## Work required:
Each record beneath this line should be returned exactly as it is.
++++++++++
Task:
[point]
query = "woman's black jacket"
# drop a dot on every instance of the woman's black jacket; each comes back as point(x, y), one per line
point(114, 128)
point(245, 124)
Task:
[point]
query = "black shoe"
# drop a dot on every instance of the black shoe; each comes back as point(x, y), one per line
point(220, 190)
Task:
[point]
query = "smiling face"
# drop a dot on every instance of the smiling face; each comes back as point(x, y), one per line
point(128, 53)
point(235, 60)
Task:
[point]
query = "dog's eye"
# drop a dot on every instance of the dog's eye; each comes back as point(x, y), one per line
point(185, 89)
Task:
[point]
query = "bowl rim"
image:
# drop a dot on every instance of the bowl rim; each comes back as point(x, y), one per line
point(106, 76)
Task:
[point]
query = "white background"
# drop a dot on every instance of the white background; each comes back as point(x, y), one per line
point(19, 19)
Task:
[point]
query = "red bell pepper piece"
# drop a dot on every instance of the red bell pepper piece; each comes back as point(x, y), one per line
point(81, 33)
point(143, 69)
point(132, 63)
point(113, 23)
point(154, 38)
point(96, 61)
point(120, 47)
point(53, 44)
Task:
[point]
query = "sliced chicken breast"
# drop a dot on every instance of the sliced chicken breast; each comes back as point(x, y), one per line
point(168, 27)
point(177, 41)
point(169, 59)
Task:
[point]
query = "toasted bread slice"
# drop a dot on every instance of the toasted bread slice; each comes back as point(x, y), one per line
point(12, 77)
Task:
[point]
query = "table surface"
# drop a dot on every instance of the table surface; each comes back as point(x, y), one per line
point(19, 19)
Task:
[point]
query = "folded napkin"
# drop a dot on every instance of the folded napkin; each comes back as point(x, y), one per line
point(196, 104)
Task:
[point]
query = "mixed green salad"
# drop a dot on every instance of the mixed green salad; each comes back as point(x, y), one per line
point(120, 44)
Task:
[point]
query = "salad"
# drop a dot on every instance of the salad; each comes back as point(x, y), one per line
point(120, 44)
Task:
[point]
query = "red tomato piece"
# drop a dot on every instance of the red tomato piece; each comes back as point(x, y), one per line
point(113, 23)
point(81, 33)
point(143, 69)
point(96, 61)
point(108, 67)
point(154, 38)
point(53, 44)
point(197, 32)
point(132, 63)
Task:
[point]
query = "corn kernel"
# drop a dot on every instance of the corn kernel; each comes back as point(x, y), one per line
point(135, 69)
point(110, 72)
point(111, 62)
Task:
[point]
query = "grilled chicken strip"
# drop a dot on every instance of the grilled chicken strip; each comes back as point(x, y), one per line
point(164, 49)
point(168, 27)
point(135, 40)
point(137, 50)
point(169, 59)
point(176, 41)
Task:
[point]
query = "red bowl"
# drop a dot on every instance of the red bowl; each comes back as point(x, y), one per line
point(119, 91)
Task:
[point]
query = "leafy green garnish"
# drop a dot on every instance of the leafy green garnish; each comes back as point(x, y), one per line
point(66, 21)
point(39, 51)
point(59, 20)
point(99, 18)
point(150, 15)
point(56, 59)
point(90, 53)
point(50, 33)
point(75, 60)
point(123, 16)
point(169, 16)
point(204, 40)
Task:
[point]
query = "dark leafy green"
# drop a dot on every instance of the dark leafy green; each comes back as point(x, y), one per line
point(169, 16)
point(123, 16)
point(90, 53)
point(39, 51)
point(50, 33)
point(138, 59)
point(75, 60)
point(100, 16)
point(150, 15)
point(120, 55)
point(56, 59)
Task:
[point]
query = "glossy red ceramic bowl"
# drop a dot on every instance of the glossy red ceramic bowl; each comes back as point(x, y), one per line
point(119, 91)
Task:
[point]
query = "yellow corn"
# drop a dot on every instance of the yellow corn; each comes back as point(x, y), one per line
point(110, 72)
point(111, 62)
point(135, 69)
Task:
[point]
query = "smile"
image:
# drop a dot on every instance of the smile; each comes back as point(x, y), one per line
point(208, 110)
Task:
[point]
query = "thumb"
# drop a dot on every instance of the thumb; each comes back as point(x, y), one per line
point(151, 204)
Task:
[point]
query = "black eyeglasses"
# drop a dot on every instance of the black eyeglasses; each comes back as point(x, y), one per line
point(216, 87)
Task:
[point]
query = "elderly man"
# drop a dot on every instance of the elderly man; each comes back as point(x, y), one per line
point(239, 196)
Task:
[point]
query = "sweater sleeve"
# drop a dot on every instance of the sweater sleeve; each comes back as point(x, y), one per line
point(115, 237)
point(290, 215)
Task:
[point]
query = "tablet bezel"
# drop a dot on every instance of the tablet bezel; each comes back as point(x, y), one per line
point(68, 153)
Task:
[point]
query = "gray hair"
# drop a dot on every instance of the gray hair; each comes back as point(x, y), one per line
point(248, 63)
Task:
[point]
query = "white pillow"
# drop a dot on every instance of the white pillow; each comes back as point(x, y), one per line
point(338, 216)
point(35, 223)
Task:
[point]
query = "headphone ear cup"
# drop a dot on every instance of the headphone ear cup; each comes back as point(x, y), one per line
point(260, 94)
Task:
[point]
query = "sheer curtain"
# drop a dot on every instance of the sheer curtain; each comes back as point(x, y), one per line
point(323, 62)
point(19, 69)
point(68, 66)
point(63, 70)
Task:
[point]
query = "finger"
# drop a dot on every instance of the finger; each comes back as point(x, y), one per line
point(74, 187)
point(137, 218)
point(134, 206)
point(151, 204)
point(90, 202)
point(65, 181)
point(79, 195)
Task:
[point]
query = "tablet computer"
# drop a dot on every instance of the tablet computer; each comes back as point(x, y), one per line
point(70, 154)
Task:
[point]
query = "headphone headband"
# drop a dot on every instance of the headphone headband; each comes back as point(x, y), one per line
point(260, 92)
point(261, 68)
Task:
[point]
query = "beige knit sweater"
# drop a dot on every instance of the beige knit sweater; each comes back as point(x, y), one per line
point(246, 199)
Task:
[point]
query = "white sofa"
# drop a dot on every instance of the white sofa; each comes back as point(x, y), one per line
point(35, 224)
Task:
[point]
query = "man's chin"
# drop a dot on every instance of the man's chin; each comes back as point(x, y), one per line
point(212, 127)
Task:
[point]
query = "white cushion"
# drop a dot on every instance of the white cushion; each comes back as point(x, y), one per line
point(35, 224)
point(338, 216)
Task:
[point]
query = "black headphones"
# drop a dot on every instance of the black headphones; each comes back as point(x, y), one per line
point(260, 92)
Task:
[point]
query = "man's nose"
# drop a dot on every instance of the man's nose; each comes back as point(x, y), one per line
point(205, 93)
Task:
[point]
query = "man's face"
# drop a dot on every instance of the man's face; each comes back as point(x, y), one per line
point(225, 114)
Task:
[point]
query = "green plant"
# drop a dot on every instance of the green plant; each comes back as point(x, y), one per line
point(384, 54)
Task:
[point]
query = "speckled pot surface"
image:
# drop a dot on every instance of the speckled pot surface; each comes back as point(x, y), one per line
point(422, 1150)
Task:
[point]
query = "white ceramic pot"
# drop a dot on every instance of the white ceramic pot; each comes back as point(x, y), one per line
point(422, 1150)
++++++++++
## Response area:
Task:
[point]
query = "woman's black jacket"
# drop a dot on every instance of the woman's black jacket; each comes back as point(x, y), one per line
point(114, 128)
point(245, 124)
Task:
[point]
query = "black shoe"
# drop a dot on every instance of the black shoe; each comes back as point(x, y), one per line
point(220, 190)
Task:
[point]
query = "smiling face"
# drop a dot on every instance of the smiling face; each comes back as point(x, y), one per line
point(128, 53)
point(235, 60)
Task:
[point]
query = "dog's eye"
# drop a dot on every instance of the dog's eye; each comes back as point(x, y), one per line
point(185, 89)
Task:
[point]
query = "bowl rim"
image:
# drop a dot on every instance of the bowl rim; each comes back as point(x, y), one per line
point(106, 76)
Task:
[point]
query = "white background"
# drop a dot on every instance of the white background; each comes back as point(x, y), one per line
point(19, 19)
Task:
[point]
query = "red bell pepper piece"
# drop a dot on every instance of the red bell pepper piece; each comes back as point(x, y), one per line
point(81, 33)
point(143, 69)
point(132, 63)
point(113, 23)
point(154, 38)
point(96, 61)
point(120, 47)
point(53, 44)
Task:
[point]
query = "sliced chicken breast"
# drop a dot on every instance of the sliced chicken breast; each comes back as point(x, y), one per line
point(168, 27)
point(177, 41)
point(169, 59)
Task:
[point]
query = "toasted bread slice"
# drop a dot on every instance of the toasted bread slice; each comes back as point(x, y), one per line
point(12, 77)
Task:
[point]
query = "table surface"
# drop a dot on every instance of the table surface; each comes back as point(x, y), one per line
point(19, 19)
Task:
[point]
query = "folded napkin"
# drop a dot on every instance of the folded napkin; each comes back as point(x, y), one per line
point(196, 104)
Task:
[point]
query = "mixed green salad"
# drop a dot on every instance of the mixed green salad; each comes back as point(x, y), one per line
point(120, 44)
Task:
[point]
query = "salad"
# drop a dot on every instance of the salad; each comes back as point(x, y), one per line
point(120, 44)
Task:
[point]
query = "red tomato piece"
# drop a dot on every instance of the red tomato piece; each comes back as point(x, y), one per line
point(113, 23)
point(81, 33)
point(143, 69)
point(96, 61)
point(108, 67)
point(154, 38)
point(53, 44)
point(197, 32)
point(132, 63)
Task:
[point]
query = "corn kernel"
# drop a dot on every instance of the corn kernel; each comes back as point(x, y), one per line
point(135, 69)
point(110, 72)
point(111, 62)
Task:
[point]
query = "grilled chicken strip"
# drop a dot on every instance of the grilled chicken strip; each comes back as point(x, y), one per line
point(164, 49)
point(168, 27)
point(135, 40)
point(137, 50)
point(169, 59)
point(176, 41)
Task:
[point]
query = "red bowl"
# drop a dot on every instance of the red bowl; each comes back as point(x, y), one per line
point(119, 91)
Task:
[point]
query = "leafy green garnish"
# drop a dot on every instance of the leafy green garnish; each comes back as point(x, y), one per line
point(66, 21)
point(39, 51)
point(59, 20)
point(99, 18)
point(150, 15)
point(56, 59)
point(90, 53)
point(50, 33)
point(75, 60)
point(123, 16)
point(169, 16)
point(204, 40)
Task:
[point]
query = "dark leafy green"
# drop a dot on every instance of the dark leafy green; each comes back as point(x, y), one per line
point(169, 16)
point(123, 16)
point(90, 53)
point(39, 51)
point(50, 33)
point(138, 59)
point(75, 60)
point(100, 16)
point(150, 15)
point(120, 55)
point(56, 59)
Task:
[point]
query = "glossy red ceramic bowl"
# drop a dot on every instance of the glossy red ceramic bowl; each comes back as point(x, y), one per line
point(119, 91)
Task:
[point]
query = "yellow corn"
# drop a dot on every instance of the yellow corn; each comes back as point(x, y), one per line
point(110, 72)
point(111, 62)
point(135, 69)
Task:
[point]
query = "smile"
image:
# drop a dot on every instance of the smile; each comes back as point(x, y), one per line
point(208, 110)
Task:
[point]
query = "thumb"
# drop a dot on every instance of the thumb; each comes back as point(x, y), one per line
point(151, 204)
Task:
[point]
query = "black eyeglasses"
# drop a dot on every instance of the black eyeglasses; each comes back as point(x, y), one per line
point(216, 87)
Task:
[point]
query = "elderly man"
# drop a dot on every instance of the elderly man; each comes back as point(x, y), one per line
point(239, 196)
Task:
[point]
query = "sweater sleeve"
# drop a dot on every instance of the sweater sleeve; each comes back as point(x, y), one per line
point(115, 237)
point(290, 215)
Task:
[point]
query = "tablet bezel"
# drop a dot on every instance of the tablet bezel; each comes back as point(x, y), one per line
point(68, 153)
Task:
[point]
query = "gray hair"
# drop a dot on every instance of the gray hair; each comes back as point(x, y), one per line
point(248, 63)
Task:
[point]
query = "white pillow"
# drop a dot on every instance of the white pillow; each comes back as point(x, y), one per line
point(338, 216)
point(35, 223)
Task:
[point]
query = "headphone ear cup"
# drop a dot on every instance of the headphone ear cup; each comes back as point(x, y), one per line
point(260, 94)
Task:
[point]
query = "sheer curtain"
# drop a dot on every instance of the sheer curtain; each comes back as point(x, y), one per line
point(323, 62)
point(19, 69)
point(68, 66)
point(63, 70)
Task:
[point]
query = "finger"
# drop a dot on every instance of the finger; each comes back as point(x, y), one per line
point(74, 187)
point(137, 218)
point(134, 206)
point(151, 204)
point(90, 202)
point(65, 181)
point(79, 195)
Task:
[point]
query = "tablet computer"
# drop a dot on every instance of the tablet computer; each comes back as point(x, y), one per line
point(70, 154)
Task:
[point]
query = "headphone headband"
# drop a dot on every instance of the headphone headband; each comes back as point(x, y), one per line
point(260, 92)
point(261, 68)
Task:
[point]
query = "beige knit sweater"
# drop a dot on every instance of the beige knit sweater; each comes back as point(x, y), one per line
point(246, 199)
Task:
[point]
query = "white sofa"
# drop a dot on every instance of the white sofa; each comes back as point(x, y), one per line
point(35, 224)
Task:
[point]
query = "man's chin"
# drop a dot on every instance of the man's chin; each comes back as point(x, y), one per line
point(212, 127)
Task:
[point]
query = "white cushion"
# drop a dot on every instance of the white cushion; each comes back as point(x, y), one per line
point(35, 224)
point(338, 216)
Task:
[point]
query = "black headphones"
# drop a dot on every instance of the black headphones; each comes back as point(x, y), one per line
point(260, 92)
Task:
[point]
query = "man's nose"
# drop a dot on every instance of the man's nose; each comes back as point(x, y), one per line
point(205, 93)
Task:
[point]
query = "man's face"
# drop a dot on every instance of the man's face; each comes back as point(x, y), one per line
point(225, 114)
Task:
[point]
query = "green plant"
# drop a dot on every instance of the green plant; each comes back as point(x, y), one per line
point(384, 54)
Task:
[point]
query = "speckled pot surface"
image:
# drop a dot on every instance of the speckled pot surface; each comes back as point(x, y), one per line
point(422, 1150)
Task:
[point]
query = "white ceramic pot"
# drop a dot on every instance of the white ceramic pot; each comes back as point(x, y), one per line
point(422, 1150)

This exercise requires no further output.